Text shown.
Folklore and mythology
The hare in African folk tales is a trickster; some of the stories about the hare were retold among enslaved Africans in America, and are the basis of the Br'er Rabbit stories. The hare appears in English folklore in the saying "as mad as a March hare" and in the legend of the White Hare that alternatively tells of a witch who takes the form of a white hare and goes out looking for prey at night or of the spirit of a broken-hearted maiden who cannot rest and who haunts her unfaithful lover.

Many cultures, including the Chinese, Japanese, and Mexican, see a hare in the pattern of dark patches in the moon (see Moon rabbit). The constellation Lepus is also taken to represent a hare.

The hare was once regarded as an animal sacred to Aphrodite and Eros because of its high libido. Live hares were often presented as a gift of love. Now, the hare is commonly associated with the Anglo-Saxon goddess Ēostre, and therefore pagan symbols like the Easter Bunny have been appropriated into the Christian tradition. However, no primary sources support this belief, which seems to be a modern invention.

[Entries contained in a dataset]
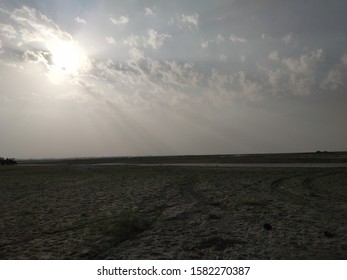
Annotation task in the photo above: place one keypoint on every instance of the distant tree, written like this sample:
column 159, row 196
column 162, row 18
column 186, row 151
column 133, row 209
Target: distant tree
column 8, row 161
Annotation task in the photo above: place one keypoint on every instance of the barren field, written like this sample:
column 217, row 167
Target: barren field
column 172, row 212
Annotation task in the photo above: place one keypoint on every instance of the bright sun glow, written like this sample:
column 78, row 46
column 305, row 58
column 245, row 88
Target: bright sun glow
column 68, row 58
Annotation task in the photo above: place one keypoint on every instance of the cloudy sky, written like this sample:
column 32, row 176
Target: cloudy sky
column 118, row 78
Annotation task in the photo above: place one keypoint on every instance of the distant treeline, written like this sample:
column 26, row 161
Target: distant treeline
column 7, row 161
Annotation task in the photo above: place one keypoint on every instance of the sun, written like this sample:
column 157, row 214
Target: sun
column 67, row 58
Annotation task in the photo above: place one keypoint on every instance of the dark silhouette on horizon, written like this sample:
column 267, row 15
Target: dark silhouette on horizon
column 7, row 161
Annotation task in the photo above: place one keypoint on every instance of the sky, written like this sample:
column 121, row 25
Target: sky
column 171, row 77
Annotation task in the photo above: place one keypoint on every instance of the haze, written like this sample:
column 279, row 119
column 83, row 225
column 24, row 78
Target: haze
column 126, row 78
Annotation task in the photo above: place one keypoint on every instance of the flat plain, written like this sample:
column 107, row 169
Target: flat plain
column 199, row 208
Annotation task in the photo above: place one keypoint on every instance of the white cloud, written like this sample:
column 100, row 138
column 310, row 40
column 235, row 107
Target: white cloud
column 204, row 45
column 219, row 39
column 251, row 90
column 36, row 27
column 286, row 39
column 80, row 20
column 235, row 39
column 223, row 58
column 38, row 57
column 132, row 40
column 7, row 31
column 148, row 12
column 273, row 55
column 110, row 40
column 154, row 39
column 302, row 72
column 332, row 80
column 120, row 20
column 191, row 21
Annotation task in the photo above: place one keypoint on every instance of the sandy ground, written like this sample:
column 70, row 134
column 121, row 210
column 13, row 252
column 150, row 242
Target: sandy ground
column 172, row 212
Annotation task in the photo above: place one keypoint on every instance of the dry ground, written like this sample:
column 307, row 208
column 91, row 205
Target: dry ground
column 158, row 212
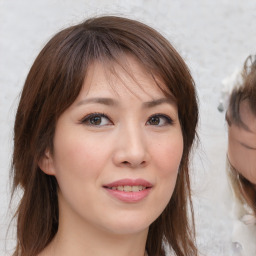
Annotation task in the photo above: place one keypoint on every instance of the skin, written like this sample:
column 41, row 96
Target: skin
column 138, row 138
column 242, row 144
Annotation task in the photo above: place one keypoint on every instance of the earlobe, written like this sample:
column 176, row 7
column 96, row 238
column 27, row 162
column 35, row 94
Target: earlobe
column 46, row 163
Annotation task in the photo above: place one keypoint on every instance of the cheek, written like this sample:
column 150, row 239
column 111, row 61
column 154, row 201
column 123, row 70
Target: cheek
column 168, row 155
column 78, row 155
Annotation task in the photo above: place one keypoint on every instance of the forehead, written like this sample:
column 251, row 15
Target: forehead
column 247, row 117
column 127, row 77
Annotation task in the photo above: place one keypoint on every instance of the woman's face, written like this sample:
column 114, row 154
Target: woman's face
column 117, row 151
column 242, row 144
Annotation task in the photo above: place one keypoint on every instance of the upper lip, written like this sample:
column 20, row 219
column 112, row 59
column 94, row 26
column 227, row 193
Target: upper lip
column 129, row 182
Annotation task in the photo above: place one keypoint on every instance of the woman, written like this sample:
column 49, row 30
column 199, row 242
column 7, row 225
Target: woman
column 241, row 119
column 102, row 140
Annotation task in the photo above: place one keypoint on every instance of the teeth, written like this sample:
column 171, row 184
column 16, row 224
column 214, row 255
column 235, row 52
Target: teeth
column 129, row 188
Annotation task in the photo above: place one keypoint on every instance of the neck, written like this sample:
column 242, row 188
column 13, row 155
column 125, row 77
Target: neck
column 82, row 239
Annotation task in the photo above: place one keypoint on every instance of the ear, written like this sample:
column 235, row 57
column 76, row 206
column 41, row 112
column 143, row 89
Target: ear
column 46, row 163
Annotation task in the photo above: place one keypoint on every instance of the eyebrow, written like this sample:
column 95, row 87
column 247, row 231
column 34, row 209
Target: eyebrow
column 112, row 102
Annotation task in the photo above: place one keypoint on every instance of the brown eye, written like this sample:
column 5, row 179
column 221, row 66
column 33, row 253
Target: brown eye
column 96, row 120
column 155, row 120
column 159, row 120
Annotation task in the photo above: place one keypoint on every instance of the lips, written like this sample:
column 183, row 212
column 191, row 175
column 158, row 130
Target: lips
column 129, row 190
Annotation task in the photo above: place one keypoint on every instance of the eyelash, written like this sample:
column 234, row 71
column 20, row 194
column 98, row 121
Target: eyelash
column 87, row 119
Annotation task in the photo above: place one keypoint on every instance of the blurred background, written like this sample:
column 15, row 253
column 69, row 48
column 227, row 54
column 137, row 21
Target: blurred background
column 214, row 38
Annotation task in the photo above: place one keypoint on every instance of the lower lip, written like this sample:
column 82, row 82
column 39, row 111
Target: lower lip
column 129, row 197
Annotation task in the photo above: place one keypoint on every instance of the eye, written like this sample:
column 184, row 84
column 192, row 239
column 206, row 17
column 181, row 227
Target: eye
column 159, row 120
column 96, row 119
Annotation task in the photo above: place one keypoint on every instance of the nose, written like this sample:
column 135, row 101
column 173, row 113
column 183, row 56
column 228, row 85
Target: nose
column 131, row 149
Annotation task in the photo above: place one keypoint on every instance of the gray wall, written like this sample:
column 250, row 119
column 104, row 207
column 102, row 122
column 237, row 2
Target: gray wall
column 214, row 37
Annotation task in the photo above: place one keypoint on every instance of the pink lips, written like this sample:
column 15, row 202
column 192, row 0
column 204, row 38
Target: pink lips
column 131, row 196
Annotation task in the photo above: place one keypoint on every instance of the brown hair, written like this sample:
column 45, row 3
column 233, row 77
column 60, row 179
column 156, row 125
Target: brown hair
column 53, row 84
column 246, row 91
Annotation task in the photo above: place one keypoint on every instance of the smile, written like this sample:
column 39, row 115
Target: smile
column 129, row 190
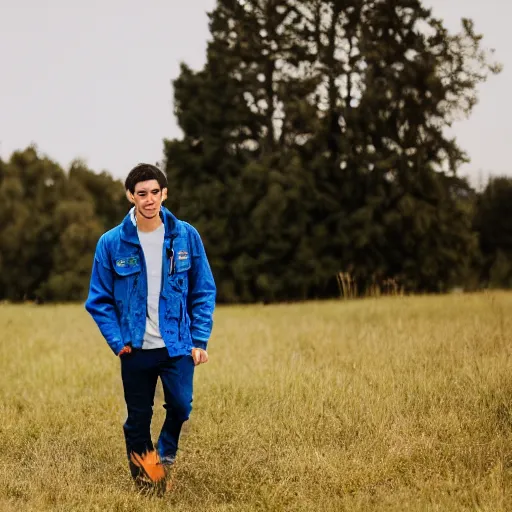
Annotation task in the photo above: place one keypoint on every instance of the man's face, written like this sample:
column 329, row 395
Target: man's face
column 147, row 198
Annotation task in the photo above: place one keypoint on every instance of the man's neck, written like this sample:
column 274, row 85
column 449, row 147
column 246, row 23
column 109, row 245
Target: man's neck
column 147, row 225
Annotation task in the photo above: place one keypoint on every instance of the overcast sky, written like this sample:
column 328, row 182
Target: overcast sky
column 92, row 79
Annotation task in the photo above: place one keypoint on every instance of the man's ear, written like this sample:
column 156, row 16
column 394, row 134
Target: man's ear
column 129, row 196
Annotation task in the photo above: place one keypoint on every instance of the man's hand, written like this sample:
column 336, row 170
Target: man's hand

The task. List every deity named in the text on hare folklore. The entries come from a different source than the text.

Exercise output. Aphrodite, Eros, Ēostre